▶ **The problem**:
Retype, word for word, the line holding "Could you please pick out the person in black" and each line after it down to the end of the data; pictures are not copied.

▶ **Data shown**:
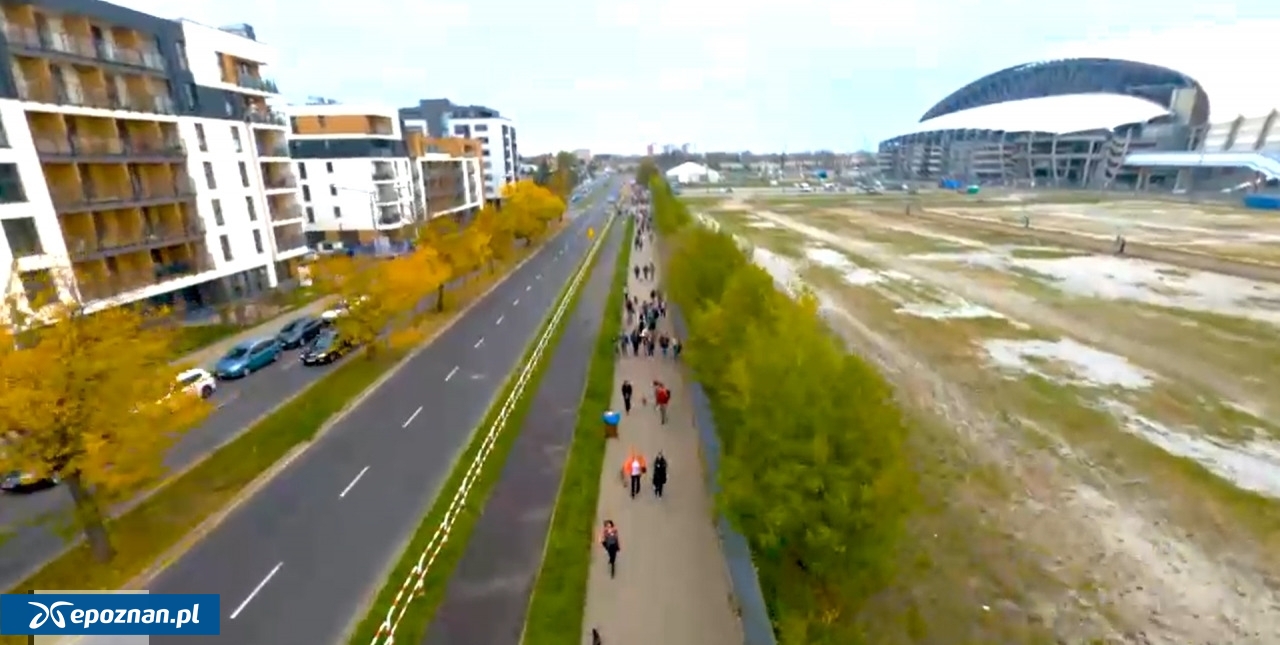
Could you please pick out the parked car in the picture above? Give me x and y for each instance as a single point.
(247, 357)
(18, 481)
(327, 348)
(300, 332)
(199, 383)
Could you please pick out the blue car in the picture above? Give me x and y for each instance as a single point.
(247, 357)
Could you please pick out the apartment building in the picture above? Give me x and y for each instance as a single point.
(447, 175)
(353, 167)
(97, 155)
(497, 136)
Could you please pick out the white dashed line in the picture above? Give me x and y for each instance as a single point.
(411, 417)
(254, 593)
(361, 474)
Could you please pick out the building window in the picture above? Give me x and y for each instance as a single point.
(23, 237)
(10, 184)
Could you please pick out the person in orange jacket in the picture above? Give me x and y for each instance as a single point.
(634, 467)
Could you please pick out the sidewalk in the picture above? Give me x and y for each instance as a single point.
(209, 355)
(671, 585)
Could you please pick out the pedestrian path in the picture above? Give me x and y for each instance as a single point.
(671, 585)
(209, 355)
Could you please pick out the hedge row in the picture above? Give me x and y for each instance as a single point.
(814, 470)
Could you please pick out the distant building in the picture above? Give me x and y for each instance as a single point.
(690, 172)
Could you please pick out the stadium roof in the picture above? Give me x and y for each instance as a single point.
(1051, 114)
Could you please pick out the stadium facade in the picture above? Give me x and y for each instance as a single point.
(1098, 123)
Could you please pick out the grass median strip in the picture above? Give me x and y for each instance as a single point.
(156, 524)
(425, 586)
(560, 594)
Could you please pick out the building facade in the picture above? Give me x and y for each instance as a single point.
(103, 169)
(355, 172)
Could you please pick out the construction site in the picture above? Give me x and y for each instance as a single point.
(1092, 382)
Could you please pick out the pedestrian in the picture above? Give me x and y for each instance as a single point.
(662, 397)
(611, 543)
(659, 474)
(635, 469)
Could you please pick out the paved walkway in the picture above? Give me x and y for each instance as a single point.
(671, 585)
(209, 355)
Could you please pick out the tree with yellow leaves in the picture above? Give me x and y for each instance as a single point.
(376, 291)
(91, 401)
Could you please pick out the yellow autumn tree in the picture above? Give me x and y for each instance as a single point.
(90, 398)
(378, 289)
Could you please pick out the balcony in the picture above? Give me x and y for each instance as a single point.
(64, 45)
(257, 83)
(123, 282)
(103, 149)
(99, 199)
(286, 213)
(265, 117)
(87, 97)
(151, 237)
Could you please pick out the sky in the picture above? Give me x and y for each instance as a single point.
(613, 76)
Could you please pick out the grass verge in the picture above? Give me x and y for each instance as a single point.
(155, 525)
(435, 580)
(560, 594)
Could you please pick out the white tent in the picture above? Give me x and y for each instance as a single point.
(690, 172)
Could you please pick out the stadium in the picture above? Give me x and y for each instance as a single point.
(1106, 122)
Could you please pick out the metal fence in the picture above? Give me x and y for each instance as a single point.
(748, 597)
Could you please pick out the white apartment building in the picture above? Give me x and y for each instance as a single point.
(355, 172)
(497, 136)
(117, 123)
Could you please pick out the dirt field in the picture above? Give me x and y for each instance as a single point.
(1096, 442)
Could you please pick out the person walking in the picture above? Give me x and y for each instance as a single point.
(662, 397)
(634, 469)
(659, 474)
(611, 543)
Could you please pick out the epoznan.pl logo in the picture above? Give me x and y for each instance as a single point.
(135, 614)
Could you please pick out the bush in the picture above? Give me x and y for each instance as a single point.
(814, 467)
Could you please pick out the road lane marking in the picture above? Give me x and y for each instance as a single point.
(361, 474)
(411, 417)
(254, 593)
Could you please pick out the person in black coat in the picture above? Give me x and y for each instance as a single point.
(659, 474)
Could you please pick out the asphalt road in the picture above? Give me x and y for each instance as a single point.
(296, 562)
(488, 594)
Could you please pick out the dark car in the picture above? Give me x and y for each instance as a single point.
(327, 348)
(300, 332)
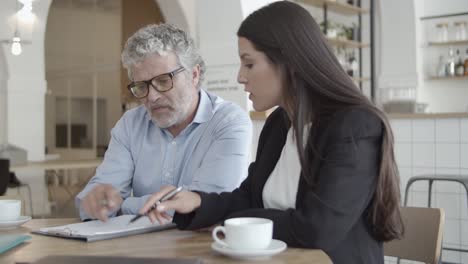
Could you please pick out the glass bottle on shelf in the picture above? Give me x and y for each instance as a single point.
(450, 66)
(353, 65)
(459, 67)
(441, 32)
(466, 63)
(441, 67)
(460, 30)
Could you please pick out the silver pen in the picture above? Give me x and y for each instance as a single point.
(166, 197)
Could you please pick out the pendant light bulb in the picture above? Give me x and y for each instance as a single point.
(16, 46)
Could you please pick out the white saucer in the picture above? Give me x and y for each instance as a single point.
(275, 247)
(14, 223)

▶ **Task solution**:
Could you please pick out the person in black coat in the picture above? Give me x and y for each instance as a single point.
(659, 474)
Could you please pick out the asphalt road in the picture above? Give me x and y for each instance as a single point.
(296, 562)
(488, 594)
Could you please pick out the dark car in the picture above? Give me x and y for each instance as a single point.
(327, 348)
(300, 332)
Could you please pick out the glass bottle on shelf in the picture above? Give me x and y for each instance as a single point.
(450, 66)
(353, 65)
(459, 67)
(441, 32)
(466, 63)
(441, 67)
(460, 30)
Could you please pick out the silver pen in the picture above? Give me x and y for each instance as a single point.
(166, 197)
Could you please pick out the pendant light bulb in the picture above? Give me x and y for each instance as a single point.
(16, 46)
Could you please pick out the white saucer in the picture above? Give me x and y for each instance as a single point.
(275, 247)
(14, 223)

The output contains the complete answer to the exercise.